Exercise requirements: Swap "drop a single point" for "place one point" in every item below, leaving all other text unchanged.

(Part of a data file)

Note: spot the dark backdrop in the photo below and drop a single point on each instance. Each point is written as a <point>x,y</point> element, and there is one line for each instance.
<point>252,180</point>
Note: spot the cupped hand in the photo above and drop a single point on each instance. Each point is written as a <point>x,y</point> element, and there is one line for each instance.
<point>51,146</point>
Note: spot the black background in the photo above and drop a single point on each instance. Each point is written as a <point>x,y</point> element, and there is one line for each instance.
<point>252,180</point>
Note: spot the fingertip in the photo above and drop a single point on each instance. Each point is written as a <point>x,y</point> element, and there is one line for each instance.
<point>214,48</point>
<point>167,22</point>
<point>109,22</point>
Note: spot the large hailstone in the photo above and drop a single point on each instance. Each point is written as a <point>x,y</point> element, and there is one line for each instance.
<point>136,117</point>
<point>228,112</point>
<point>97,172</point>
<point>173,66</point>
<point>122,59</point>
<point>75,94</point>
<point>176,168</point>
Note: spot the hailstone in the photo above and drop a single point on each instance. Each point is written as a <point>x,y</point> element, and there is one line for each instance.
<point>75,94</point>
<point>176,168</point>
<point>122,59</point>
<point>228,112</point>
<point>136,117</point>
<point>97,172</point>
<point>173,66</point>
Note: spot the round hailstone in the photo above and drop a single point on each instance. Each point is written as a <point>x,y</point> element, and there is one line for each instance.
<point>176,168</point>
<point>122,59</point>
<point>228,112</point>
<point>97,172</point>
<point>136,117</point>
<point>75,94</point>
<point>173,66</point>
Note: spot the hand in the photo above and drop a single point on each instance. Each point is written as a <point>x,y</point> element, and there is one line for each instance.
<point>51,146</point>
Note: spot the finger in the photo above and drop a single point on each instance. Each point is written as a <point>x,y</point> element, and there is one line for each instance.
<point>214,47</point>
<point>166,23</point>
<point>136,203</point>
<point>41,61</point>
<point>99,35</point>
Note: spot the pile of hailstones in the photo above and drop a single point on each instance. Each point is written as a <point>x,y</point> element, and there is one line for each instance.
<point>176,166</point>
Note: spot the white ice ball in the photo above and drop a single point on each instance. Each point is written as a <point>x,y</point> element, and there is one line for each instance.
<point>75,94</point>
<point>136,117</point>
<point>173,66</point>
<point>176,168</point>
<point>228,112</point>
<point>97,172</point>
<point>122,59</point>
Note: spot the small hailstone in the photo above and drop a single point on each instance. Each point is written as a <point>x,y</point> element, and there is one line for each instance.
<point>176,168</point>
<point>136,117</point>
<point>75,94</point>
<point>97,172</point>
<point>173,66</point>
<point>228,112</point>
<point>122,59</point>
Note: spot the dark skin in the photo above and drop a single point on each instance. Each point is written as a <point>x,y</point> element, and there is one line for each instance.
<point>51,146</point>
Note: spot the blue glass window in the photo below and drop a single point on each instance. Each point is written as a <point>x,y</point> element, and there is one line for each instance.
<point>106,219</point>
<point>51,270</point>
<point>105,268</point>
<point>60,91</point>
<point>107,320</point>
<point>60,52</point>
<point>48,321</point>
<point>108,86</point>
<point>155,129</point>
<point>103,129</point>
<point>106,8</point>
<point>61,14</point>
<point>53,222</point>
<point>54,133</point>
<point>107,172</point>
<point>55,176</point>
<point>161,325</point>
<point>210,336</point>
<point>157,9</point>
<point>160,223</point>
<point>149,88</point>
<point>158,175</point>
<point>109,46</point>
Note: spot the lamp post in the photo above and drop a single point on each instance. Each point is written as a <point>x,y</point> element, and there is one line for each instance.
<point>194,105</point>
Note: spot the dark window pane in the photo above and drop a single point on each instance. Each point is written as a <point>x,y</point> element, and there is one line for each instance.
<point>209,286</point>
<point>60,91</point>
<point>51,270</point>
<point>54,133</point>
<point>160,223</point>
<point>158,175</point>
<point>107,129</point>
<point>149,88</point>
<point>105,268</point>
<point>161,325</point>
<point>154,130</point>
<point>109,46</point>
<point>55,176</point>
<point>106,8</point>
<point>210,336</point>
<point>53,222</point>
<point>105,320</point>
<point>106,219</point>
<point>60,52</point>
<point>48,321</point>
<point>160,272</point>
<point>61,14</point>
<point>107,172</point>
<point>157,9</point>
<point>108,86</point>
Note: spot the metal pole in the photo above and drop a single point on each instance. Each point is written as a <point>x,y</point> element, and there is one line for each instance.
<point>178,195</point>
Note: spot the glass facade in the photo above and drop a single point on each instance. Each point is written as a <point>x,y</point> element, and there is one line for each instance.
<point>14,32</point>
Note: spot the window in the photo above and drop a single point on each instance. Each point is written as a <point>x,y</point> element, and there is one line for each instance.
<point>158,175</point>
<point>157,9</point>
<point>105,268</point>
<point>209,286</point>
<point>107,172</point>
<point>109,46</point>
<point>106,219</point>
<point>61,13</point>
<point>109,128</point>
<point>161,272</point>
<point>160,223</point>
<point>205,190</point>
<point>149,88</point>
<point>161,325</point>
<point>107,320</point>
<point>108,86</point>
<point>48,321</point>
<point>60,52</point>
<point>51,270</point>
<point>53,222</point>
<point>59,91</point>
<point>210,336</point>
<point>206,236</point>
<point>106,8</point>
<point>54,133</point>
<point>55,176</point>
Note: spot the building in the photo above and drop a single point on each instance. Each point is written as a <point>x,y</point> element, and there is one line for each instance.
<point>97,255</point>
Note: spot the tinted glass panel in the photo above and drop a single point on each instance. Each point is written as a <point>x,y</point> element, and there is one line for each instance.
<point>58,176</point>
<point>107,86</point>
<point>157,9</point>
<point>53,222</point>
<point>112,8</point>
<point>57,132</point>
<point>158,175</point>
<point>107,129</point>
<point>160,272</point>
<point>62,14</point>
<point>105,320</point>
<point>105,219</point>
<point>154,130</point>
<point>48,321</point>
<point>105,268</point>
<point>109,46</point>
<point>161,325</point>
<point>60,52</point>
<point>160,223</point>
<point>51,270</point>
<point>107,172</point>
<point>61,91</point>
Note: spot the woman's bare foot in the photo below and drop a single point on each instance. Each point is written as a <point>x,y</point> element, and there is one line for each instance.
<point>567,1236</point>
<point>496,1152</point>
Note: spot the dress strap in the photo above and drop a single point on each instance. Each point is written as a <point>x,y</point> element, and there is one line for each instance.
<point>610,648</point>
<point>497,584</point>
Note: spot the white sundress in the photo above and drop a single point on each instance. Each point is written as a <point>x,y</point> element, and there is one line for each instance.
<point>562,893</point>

Output for this task:
Note: spot the dark backdrop in the photo below and place one point on each instance. Each point is written as a <point>x,y</point> element, and there is one line for each instance.
<point>252,180</point>
Note: spot the cupped hand in the photo above and place one point on each instance. Each point is written as a <point>x,y</point> element, and there is one line for each instance.
<point>51,146</point>
Note: spot the black background in the photo above and place one point on each instance. Each point is written as a <point>x,y</point> element, and there is one line for each instance.
<point>252,180</point>
Note: spot the fingertip in the photo above and place one point on each instance. Each point is written as a <point>x,y</point> element, and there is one line for each instance.
<point>214,48</point>
<point>167,22</point>
<point>109,22</point>
Note: spot the large hailstone in the photo above and place one point on each instance. Each point is written as a <point>x,y</point> element, and there is one line for each instance.
<point>136,117</point>
<point>228,112</point>
<point>97,172</point>
<point>173,66</point>
<point>122,59</point>
<point>75,94</point>
<point>176,168</point>
Note: spot the hailstone in the photo above and place one point on each instance. Each point is written as a <point>x,y</point> element, and there is one line for each instance.
<point>75,94</point>
<point>176,168</point>
<point>122,59</point>
<point>228,112</point>
<point>136,117</point>
<point>97,172</point>
<point>173,66</point>
Note: spot the round hailstone in the photo above and place one point on each instance. Each point is written as a <point>x,y</point> element, and there is one line for each instance.
<point>176,168</point>
<point>122,59</point>
<point>228,112</point>
<point>97,172</point>
<point>136,117</point>
<point>75,94</point>
<point>173,66</point>
Note: spot the hand in the photo above and place one point on each instance. Each point is written as a <point>x,y</point> element, and there is one line for each instance.
<point>51,146</point>
Note: spot the finger in the photo above and place one point on each instance. Each point is written as a <point>x,y</point> element, and there is one line for each instance.
<point>214,47</point>
<point>166,23</point>
<point>136,203</point>
<point>41,61</point>
<point>99,35</point>
Note: spot the pile of hailstones in the photo above and place one point on each instance. Each point is written as a <point>x,y</point> element, and there is one line for each instance.
<point>176,166</point>
Note: spot the white ice ball in the photo above and place one point on each instance. Each point is written as a <point>x,y</point> element, and there is one line for each instance.
<point>75,94</point>
<point>136,117</point>
<point>173,66</point>
<point>176,168</point>
<point>228,112</point>
<point>97,172</point>
<point>122,59</point>
Note: spot the small hailstone in the photo above and place one point on each instance. Each point is written as a <point>x,y</point> element, and there is one line for each instance.
<point>176,168</point>
<point>136,117</point>
<point>75,94</point>
<point>97,172</point>
<point>173,66</point>
<point>228,112</point>
<point>122,59</point>
Note: spot the dark skin in the photo above and place one point on each instance. Each point is written as a <point>x,y</point> element, and there is one line for each instance.
<point>51,146</point>
Note: spot the blue glass window in the photo below and place one point on each instance. Each point is written as a <point>x,y</point> element, and there is one line for each instance.
<point>106,219</point>
<point>51,270</point>
<point>105,268</point>
<point>60,91</point>
<point>107,320</point>
<point>60,52</point>
<point>48,321</point>
<point>108,86</point>
<point>155,129</point>
<point>103,129</point>
<point>106,8</point>
<point>61,14</point>
<point>53,222</point>
<point>54,133</point>
<point>107,172</point>
<point>55,176</point>
<point>161,325</point>
<point>210,336</point>
<point>157,9</point>
<point>160,223</point>
<point>149,88</point>
<point>158,175</point>
<point>109,46</point>
Note: spot the lamp post in the photo above and place one point on each instance. Each point is written as a <point>x,y</point> element, and there is one line for each instance.
<point>194,105</point>
Note: spot the dark window pane in the photo above and place one point on each instance. Each point is written as a <point>x,y</point> element, and there is one line for each instance.
<point>209,286</point>
<point>60,91</point>
<point>51,270</point>
<point>54,133</point>
<point>160,223</point>
<point>158,175</point>
<point>107,129</point>
<point>149,88</point>
<point>105,268</point>
<point>161,325</point>
<point>154,130</point>
<point>109,46</point>
<point>55,176</point>
<point>106,8</point>
<point>210,336</point>
<point>53,222</point>
<point>105,320</point>
<point>106,219</point>
<point>60,52</point>
<point>48,321</point>
<point>160,272</point>
<point>61,14</point>
<point>107,172</point>
<point>157,9</point>
<point>108,86</point>
Note: spot the metal pole in the photo above and place one point on each instance. Each point is written as a <point>x,y</point> element, and there is one line for each instance.
<point>178,195</point>
Note: spot the glass facade in the photo above and place one point on each instance. Each point is written as a <point>x,y</point> element, and there is one line for each instance.
<point>14,32</point>
Note: spot the window in the photo above and place one point on each instance. Each point is written as a <point>x,y</point> element, and there is one line for each instance.
<point>158,175</point>
<point>157,9</point>
<point>105,268</point>
<point>209,286</point>
<point>107,172</point>
<point>109,46</point>
<point>106,219</point>
<point>61,13</point>
<point>109,128</point>
<point>161,272</point>
<point>160,223</point>
<point>205,190</point>
<point>149,88</point>
<point>161,325</point>
<point>107,320</point>
<point>108,86</point>
<point>48,321</point>
<point>60,52</point>
<point>51,270</point>
<point>53,222</point>
<point>59,91</point>
<point>210,336</point>
<point>206,236</point>
<point>106,8</point>
<point>54,133</point>
<point>55,176</point>
Note: spot the building in the photo above and place one point on each instance. Each point is written as a <point>x,y</point> element, and there is one line for each instance.
<point>97,255</point>
Note: spot the tinted glass panel in the photo above and place one point on each instance. Each point is written as a <point>x,y</point> element, and there is one line for each instance.
<point>58,176</point>
<point>107,86</point>
<point>157,9</point>
<point>53,222</point>
<point>112,8</point>
<point>57,132</point>
<point>158,175</point>
<point>107,129</point>
<point>160,272</point>
<point>62,14</point>
<point>105,320</point>
<point>105,219</point>
<point>154,130</point>
<point>48,321</point>
<point>105,268</point>
<point>109,46</point>
<point>161,325</point>
<point>60,52</point>
<point>160,223</point>
<point>51,270</point>
<point>107,172</point>
<point>61,91</point>
Note: spot the woman's bare foot in the photo below and place one point on each instance. Each point is written as a <point>x,y</point> element, and there is one line for each instance.
<point>567,1236</point>
<point>496,1152</point>
Note: spot the dress strap in the photo above and place one point on each instance. Each point is written as a <point>x,y</point> element, and there is one line for each instance.
<point>610,648</point>
<point>497,584</point>
Note: spot the white sundress in the photo above and place one point on each instance. Each point is written as a <point>x,y</point> element, and there is one line for each instance.
<point>562,893</point>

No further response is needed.